Lines in the data below that contain the word "instance" are to be copied.

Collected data
^^^^^^^^

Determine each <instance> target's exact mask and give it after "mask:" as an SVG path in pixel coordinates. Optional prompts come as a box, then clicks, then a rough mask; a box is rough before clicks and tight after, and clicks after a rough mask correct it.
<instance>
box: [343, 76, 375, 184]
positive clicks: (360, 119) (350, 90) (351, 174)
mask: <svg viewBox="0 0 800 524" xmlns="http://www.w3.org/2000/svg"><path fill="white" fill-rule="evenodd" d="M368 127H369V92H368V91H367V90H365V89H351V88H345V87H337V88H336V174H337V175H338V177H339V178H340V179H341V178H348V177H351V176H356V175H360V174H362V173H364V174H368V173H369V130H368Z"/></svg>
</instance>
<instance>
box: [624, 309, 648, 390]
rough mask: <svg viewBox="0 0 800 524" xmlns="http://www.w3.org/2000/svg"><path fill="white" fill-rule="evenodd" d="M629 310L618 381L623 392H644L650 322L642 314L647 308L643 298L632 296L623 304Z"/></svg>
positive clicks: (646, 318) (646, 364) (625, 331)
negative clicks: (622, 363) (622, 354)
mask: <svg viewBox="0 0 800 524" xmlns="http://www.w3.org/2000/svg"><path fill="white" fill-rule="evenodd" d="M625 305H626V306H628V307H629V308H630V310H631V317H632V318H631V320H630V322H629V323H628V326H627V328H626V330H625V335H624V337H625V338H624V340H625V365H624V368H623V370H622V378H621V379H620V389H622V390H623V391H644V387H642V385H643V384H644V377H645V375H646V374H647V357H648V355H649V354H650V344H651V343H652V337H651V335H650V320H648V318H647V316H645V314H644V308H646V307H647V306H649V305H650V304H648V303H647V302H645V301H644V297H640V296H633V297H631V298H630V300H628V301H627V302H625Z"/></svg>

^^^^^^^^

- [Answer to the problem]:
Determine each <instance> target's exact mask and give it after "mask:" as an SVG path in pixel coordinates. Optional prompts come as a box, then clicks, then a rough mask; a box is rough before clicks and tight after, and clicks after a rough mask correct it.
<instance>
</instance>
<instance>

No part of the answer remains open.